(Material supplied):
┌────────

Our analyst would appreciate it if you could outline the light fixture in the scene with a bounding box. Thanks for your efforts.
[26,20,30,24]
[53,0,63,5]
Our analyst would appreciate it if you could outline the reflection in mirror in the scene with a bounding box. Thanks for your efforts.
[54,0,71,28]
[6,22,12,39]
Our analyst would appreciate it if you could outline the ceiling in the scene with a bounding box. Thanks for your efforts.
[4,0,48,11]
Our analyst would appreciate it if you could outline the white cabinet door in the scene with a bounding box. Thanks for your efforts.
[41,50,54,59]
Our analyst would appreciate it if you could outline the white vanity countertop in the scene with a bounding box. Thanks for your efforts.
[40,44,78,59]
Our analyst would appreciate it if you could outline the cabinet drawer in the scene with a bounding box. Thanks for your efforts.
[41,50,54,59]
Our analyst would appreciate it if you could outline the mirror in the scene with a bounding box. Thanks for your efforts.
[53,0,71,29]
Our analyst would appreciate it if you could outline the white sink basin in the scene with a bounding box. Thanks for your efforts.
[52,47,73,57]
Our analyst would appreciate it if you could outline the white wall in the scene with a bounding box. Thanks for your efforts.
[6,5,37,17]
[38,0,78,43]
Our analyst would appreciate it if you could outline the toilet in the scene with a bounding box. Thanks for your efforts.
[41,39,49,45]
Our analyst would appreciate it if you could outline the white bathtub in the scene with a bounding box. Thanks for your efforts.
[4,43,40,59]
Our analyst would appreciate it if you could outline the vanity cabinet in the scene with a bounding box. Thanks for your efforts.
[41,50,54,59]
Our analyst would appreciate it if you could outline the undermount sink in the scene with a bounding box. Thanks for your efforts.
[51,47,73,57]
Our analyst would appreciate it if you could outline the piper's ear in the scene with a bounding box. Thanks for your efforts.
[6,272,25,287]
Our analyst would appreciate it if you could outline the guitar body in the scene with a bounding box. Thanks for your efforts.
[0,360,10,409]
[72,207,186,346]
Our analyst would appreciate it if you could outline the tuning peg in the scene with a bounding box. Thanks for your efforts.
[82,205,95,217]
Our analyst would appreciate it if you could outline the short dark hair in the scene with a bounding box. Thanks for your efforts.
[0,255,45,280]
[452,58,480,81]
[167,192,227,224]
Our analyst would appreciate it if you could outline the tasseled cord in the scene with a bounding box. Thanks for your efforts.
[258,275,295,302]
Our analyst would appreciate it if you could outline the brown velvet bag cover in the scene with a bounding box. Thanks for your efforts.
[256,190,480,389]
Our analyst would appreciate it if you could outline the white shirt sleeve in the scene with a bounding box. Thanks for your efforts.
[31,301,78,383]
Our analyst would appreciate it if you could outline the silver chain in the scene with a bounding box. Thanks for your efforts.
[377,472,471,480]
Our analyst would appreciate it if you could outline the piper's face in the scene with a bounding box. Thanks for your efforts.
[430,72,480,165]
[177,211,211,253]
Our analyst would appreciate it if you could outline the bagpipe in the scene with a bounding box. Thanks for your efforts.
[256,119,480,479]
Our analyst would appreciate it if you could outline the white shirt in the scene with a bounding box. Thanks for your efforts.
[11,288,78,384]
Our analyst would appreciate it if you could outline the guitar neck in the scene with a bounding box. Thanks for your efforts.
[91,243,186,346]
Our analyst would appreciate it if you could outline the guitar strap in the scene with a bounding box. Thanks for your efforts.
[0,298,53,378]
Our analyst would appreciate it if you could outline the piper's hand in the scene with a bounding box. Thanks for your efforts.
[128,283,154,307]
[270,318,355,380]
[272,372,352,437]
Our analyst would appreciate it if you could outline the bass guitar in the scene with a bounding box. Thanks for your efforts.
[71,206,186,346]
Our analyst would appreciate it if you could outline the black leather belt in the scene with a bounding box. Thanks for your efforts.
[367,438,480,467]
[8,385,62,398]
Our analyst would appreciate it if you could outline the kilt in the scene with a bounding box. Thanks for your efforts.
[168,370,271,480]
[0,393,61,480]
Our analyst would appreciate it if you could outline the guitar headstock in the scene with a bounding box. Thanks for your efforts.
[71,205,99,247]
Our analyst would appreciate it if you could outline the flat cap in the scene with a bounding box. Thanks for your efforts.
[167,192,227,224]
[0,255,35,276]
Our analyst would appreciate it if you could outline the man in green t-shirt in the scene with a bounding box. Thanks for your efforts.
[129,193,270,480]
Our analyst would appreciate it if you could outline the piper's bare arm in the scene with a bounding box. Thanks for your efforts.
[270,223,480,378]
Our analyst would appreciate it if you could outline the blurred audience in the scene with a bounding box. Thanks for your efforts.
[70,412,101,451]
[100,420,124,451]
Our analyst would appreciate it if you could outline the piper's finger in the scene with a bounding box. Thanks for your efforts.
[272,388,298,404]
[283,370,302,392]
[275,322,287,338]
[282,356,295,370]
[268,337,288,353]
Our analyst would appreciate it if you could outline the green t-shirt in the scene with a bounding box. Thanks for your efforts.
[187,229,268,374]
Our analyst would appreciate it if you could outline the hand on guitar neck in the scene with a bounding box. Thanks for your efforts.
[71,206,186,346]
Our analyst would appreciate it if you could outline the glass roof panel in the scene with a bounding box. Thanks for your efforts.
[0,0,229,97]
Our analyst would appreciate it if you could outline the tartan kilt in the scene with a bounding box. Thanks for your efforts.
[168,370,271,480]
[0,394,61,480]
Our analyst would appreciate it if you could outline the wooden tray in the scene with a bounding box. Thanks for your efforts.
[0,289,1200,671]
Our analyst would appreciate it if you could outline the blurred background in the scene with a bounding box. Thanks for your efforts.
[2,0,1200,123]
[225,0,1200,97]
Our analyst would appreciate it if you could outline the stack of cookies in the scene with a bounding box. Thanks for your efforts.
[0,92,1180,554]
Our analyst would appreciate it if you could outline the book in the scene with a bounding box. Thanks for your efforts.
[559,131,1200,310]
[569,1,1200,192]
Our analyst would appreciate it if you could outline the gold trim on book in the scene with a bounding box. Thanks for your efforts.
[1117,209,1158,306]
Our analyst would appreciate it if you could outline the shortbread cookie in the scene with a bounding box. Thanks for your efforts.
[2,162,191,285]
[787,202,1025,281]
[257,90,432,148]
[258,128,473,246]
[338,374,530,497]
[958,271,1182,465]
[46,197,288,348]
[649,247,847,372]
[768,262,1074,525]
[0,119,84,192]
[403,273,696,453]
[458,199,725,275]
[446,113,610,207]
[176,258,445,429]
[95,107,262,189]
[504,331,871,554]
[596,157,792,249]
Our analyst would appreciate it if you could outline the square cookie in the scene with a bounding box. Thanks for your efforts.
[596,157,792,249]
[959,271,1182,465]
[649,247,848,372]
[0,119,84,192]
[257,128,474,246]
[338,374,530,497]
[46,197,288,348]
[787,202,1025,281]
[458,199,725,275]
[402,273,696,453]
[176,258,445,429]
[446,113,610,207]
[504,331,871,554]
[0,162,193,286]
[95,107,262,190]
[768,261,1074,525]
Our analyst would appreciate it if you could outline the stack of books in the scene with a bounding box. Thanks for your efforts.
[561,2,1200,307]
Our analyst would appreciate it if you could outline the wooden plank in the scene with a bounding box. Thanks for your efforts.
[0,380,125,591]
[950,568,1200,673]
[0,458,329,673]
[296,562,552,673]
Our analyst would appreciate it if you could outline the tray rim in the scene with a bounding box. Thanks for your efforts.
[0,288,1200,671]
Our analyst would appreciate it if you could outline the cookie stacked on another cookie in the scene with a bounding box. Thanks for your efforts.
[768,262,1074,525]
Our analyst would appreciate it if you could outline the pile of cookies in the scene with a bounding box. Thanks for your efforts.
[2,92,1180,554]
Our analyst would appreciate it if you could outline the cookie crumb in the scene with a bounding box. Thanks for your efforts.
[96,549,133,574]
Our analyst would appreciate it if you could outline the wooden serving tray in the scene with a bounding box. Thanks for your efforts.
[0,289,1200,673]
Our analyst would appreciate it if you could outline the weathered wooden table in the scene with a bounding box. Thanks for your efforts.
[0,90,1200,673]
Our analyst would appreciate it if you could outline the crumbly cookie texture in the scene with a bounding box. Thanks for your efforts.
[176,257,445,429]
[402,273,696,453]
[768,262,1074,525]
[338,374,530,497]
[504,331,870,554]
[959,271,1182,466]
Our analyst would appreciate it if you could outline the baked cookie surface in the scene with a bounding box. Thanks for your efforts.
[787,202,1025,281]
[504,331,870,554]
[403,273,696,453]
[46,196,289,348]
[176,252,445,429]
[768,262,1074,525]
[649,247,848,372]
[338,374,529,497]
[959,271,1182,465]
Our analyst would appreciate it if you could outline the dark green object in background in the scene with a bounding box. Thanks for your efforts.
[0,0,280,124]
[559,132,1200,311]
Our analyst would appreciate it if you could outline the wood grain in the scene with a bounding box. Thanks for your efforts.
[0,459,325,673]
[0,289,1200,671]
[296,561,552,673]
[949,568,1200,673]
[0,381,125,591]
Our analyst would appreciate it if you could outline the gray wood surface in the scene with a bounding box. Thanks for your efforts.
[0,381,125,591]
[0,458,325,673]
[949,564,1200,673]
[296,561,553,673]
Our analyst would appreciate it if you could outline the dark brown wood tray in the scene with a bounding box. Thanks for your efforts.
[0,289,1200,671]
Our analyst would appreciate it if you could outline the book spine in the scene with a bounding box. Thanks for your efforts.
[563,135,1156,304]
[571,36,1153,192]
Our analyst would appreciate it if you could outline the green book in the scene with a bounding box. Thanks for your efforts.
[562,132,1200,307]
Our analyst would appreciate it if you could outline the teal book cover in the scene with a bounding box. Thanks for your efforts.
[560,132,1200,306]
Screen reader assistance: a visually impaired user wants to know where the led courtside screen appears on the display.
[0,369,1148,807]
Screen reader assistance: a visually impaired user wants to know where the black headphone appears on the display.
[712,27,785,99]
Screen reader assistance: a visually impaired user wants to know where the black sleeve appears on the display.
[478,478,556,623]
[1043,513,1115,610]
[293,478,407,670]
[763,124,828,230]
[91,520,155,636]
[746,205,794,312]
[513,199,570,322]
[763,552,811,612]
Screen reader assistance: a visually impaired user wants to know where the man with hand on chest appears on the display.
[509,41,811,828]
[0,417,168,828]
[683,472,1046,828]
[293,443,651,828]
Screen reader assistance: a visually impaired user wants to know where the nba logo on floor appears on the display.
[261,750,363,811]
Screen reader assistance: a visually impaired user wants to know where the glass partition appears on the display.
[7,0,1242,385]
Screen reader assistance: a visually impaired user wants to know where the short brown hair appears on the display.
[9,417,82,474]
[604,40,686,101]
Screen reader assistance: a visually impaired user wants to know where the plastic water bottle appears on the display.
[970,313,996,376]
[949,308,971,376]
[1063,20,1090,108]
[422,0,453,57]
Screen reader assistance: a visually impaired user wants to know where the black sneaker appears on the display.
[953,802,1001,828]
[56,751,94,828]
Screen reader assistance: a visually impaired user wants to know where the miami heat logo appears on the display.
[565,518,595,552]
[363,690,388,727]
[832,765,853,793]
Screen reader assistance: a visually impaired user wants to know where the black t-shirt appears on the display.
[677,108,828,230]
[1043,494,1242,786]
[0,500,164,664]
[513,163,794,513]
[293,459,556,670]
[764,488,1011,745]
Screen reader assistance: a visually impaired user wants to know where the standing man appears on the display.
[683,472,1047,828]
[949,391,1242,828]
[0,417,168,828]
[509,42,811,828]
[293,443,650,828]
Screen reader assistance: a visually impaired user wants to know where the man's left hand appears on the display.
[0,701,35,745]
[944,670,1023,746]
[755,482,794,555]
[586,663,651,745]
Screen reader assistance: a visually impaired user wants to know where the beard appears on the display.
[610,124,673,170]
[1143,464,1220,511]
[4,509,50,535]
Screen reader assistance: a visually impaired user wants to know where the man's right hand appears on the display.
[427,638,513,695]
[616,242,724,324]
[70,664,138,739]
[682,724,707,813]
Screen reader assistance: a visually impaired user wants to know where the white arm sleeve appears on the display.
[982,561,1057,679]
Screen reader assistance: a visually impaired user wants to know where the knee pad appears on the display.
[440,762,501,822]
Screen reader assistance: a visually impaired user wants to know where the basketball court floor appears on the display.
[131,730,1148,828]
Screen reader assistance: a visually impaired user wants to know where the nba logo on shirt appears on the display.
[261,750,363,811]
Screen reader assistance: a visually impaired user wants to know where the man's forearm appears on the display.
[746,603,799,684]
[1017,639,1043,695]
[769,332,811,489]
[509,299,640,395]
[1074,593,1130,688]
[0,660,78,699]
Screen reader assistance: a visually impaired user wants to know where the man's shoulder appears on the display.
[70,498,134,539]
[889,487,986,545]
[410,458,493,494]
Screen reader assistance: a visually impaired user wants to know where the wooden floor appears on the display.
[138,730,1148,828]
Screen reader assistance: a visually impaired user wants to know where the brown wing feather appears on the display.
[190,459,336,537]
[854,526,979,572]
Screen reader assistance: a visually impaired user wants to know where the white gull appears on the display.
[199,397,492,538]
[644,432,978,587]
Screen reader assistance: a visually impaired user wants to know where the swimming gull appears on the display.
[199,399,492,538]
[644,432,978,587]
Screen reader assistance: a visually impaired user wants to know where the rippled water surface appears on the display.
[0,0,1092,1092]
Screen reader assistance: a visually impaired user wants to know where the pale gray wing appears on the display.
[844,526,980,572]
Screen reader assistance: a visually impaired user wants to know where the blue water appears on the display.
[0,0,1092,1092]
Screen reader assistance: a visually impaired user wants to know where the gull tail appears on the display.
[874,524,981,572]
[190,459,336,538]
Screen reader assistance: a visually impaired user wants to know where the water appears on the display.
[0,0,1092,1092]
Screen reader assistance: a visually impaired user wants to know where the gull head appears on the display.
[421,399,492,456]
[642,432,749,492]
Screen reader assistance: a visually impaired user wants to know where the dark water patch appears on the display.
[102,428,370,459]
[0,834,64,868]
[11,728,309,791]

└────────

How many of the lines above contain the word "blurred"? Reply with the number alone.

2